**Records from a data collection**

---+---

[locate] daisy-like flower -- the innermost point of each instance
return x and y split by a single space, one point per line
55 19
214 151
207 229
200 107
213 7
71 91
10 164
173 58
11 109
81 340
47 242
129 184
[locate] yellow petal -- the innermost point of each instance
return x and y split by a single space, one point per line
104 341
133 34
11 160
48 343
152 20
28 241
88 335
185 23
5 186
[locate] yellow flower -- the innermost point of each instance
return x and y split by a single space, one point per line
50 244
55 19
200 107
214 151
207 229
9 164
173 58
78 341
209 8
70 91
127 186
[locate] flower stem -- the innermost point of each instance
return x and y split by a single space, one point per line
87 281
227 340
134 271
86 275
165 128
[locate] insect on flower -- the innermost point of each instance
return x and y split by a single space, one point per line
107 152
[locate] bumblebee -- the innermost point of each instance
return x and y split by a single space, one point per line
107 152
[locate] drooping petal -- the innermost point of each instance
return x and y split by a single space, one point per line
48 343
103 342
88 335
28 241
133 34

---+---

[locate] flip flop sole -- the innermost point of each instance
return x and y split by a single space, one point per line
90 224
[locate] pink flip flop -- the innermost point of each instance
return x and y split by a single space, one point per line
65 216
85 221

---+---

**TASK**
Please count the lines of the records above that contain the string "flop", and give only the number.

**ANSWER FOR THE TASK**
2